Assignment
In the article on sex education in India, what did Harsh Vardhan want made mandatory in schools instead of sex education?

───── Text for analysis

Sex Education: A Major Taboo in India

Sex Education: A Major Taboo in India
In today’s world, sex education is not only needed for adults but also for children as young as five years old. Unfortunately, in India, sex education remains a hush-hush concept. As the myth around sex education is that it encourages kids or adults to indulge in sex rather than creating awareness.

Reproduction is the only portion included in most schools under sex education, which is generally neglected or teachers advise students to read and understand it on their own. While sex education should be given importance and taught to them like Mathematics and English, it is left to students to learn on their own, but this leads students to often giggling and laughing at these topics in their textbooks.

To date, sex education has been revolving around teenage pregnancy or HIV/AIDS, but it does not end there. Sex education also encompasses gender identities, sexual abuse, contraception, and consent.

Why is Sex Education still Taboo in India?

  • In 2014, Harsh Vardhan, the current Minister of Health and Family Welfare, stated that he wanted to ban sex education because it was contrary to Indian values. Instead, he wanted yoga to be made mandatory in schools. This sparked outrage, prompting Harsh Vardhan to tweet, “Media got it wrong again. I am against “so-called” sex education, not sex education per se. Crudity, vulgarity out, values in.”
  • The Rashtriya Swayamsevak Sangh and Shiksha Bachao Andolan Samiti carried out attacks at the same time as Harsh Vardhan’s statements. Teachers were threatened with violence if they implemented sex education as part of the curriculum. As a result, a few states have outlawed sex education.
  • As sex education is a taboo subject that is rarely discussed, youngsters are turning to the internet, specifically pornography, to satisfy their curiosity. Pornography is frequently deceiving and causes individuals to have unreasonable fantasies; not only does it involve activities, but it also portrays fascinating bodies that are fake.
  • When youngsters are sexually unaware, it is difficult for them to assess when they are being harassed.

How can Parents Implement Sex Education?

  • Understand what sex education is.
  • Research on what level of sex education is appropriate for your child.
  • Build a good parent-child relationship and make them comfortable with talking to you.
  • Choose the right time for having “the talk”.
  • Understand their psychosexual development
  • Answer all their questions rather than shying away.
  • Listen to them patiently.
  • Respect their feelings.
  • Make use of appropriate materials.
  • Encourage your child to broaden their social circle and seek support when needed.

Despite the considerable efforts to remove the taboo that surrounds sex education, it remains the same. The most significant obstacle will likely be the deep-rooted Indian norms. However, India is taking small steps to eradicate the stigma around sex education.

──────────
───── Data section

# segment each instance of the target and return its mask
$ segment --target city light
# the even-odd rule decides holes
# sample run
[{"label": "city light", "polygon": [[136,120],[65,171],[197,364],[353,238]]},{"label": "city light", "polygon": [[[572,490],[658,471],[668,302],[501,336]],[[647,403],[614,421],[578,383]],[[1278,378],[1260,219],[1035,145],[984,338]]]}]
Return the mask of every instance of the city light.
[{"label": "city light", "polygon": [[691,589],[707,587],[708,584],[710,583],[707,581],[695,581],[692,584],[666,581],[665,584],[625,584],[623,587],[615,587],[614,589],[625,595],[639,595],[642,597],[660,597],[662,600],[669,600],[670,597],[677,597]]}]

──────────

Task result
Yoga.